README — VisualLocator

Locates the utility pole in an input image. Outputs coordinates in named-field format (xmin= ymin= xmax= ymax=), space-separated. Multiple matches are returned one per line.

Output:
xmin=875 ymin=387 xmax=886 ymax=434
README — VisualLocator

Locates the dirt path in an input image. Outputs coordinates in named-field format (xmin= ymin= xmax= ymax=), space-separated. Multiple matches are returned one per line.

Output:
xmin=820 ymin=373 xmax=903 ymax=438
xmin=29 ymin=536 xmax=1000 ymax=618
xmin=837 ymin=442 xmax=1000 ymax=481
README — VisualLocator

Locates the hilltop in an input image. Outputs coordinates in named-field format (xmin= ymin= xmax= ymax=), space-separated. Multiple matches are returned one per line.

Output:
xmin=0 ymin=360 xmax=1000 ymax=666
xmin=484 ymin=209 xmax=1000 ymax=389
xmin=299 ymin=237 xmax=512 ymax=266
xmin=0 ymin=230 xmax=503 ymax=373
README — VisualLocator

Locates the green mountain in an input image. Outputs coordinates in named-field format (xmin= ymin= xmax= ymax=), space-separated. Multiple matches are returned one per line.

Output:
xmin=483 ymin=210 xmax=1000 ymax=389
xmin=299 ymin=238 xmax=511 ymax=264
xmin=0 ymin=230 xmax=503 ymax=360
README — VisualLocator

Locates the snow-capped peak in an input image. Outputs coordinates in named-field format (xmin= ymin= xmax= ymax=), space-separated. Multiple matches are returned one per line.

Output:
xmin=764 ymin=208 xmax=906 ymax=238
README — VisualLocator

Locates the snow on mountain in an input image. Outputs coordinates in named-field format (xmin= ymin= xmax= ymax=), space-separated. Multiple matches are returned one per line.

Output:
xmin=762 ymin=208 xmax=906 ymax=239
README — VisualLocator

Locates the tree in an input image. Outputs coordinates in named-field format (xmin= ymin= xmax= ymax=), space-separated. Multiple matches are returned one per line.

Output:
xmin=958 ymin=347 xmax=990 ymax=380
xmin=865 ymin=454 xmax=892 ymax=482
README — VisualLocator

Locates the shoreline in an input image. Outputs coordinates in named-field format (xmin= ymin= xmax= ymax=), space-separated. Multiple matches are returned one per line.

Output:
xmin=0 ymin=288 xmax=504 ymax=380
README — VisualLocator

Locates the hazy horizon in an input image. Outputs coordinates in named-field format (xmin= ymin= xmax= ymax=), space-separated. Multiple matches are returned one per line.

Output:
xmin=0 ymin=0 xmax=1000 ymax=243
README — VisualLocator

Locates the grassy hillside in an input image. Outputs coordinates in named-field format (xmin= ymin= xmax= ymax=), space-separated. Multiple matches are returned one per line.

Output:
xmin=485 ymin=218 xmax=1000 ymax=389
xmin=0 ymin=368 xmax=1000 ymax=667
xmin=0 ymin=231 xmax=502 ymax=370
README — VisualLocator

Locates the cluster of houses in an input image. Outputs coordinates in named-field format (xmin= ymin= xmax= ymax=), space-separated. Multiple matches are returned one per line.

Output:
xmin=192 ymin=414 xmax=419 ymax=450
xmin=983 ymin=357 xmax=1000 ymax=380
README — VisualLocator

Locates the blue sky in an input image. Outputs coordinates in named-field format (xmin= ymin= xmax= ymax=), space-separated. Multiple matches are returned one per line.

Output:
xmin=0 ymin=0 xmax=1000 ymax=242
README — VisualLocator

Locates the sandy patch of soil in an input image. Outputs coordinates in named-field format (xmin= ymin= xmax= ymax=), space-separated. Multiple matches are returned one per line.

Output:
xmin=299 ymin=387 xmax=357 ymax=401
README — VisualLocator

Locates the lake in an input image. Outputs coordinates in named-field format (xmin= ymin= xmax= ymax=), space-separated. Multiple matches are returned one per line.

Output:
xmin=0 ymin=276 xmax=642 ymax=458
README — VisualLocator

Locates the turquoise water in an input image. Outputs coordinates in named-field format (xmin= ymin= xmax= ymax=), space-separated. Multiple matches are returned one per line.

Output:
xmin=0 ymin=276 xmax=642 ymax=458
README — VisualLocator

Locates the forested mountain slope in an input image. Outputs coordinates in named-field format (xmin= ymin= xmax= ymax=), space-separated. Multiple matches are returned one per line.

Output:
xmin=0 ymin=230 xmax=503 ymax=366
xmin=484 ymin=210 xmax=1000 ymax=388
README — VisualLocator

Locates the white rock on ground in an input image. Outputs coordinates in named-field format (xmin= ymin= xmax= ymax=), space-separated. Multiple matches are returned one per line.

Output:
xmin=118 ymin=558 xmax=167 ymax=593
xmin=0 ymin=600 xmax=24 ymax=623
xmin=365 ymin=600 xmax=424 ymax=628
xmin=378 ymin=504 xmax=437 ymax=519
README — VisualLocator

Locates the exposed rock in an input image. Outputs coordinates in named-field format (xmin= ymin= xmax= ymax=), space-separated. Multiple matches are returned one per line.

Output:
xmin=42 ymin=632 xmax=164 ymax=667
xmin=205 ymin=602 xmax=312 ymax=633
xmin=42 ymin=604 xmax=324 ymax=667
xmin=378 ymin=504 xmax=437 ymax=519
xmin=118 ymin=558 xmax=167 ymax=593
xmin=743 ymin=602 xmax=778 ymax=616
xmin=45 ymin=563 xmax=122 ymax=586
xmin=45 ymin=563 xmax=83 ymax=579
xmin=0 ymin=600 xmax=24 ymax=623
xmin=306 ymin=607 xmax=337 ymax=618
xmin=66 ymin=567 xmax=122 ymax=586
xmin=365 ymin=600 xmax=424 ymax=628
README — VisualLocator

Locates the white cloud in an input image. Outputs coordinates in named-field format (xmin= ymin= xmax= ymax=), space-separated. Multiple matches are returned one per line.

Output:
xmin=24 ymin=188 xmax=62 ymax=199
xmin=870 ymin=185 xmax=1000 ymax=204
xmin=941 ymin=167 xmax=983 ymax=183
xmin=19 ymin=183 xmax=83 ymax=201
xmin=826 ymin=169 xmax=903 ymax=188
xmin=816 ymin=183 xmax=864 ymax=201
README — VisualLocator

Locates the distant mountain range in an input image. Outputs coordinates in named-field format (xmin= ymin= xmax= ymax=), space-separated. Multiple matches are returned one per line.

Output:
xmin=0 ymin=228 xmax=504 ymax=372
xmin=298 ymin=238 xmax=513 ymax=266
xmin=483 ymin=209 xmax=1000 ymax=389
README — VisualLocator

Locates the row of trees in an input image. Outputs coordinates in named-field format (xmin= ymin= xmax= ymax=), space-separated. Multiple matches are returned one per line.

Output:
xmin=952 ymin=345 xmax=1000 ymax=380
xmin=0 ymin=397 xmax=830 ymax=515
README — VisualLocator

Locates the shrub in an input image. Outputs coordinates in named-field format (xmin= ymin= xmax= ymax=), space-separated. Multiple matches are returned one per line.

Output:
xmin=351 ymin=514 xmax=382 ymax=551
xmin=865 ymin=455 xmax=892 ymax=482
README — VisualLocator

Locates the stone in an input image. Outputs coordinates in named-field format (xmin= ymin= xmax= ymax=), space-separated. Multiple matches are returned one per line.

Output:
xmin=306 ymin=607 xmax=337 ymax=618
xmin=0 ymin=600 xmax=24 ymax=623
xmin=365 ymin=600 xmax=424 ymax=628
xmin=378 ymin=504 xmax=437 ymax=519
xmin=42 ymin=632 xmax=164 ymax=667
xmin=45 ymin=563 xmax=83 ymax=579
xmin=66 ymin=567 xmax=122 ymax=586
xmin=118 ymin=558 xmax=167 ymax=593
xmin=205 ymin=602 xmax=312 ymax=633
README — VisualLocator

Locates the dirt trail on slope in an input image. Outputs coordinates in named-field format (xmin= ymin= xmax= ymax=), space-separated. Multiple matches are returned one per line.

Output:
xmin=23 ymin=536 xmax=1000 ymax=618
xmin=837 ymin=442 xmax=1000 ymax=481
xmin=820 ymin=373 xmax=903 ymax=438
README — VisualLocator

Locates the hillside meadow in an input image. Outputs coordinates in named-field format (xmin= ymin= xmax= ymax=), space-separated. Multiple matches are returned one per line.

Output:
☆ ☆ ☆
* **PROBLEM TO WORK ON**:
Rewrite the listing above from its first line through the line containing "xmin=0 ymin=230 xmax=503 ymax=373", including both ends and keeping every line as it stands. Shift each bounding-box coordinate value in the output lines up by 114, and leave the format descriptions unchanged.

* **RESULT OF THE EXERCISE**:
README — VisualLocator

Locates the utility pole in an input image. Outputs coordinates in named-field format (xmin= ymin= xmax= ymax=), space-separated. Multiple matches are returned one per line.

Output:
xmin=989 ymin=501 xmax=1000 ymax=548
README — VisualLocator

Locates the dirt path in an input image. Outputs coordinates in named-field format (xmin= ymin= xmax= ymax=), space-separated. Multiple matches are returned one per line.

Output:
xmin=934 ymin=487 xmax=1017 ymax=552
xmin=143 ymin=650 xmax=1114 ymax=732
xmin=951 ymin=556 xmax=1114 ymax=595
README — VisualLocator

Locates the hilltop in an input image. Outputs coordinates in named-field format (xmin= ymin= xmax= ymax=), space-separated. Multiple matches are returned one per line.

Output:
xmin=114 ymin=474 xmax=1114 ymax=780
xmin=598 ymin=323 xmax=1114 ymax=503
xmin=413 ymin=351 xmax=626 ymax=380
xmin=114 ymin=344 xmax=617 ymax=487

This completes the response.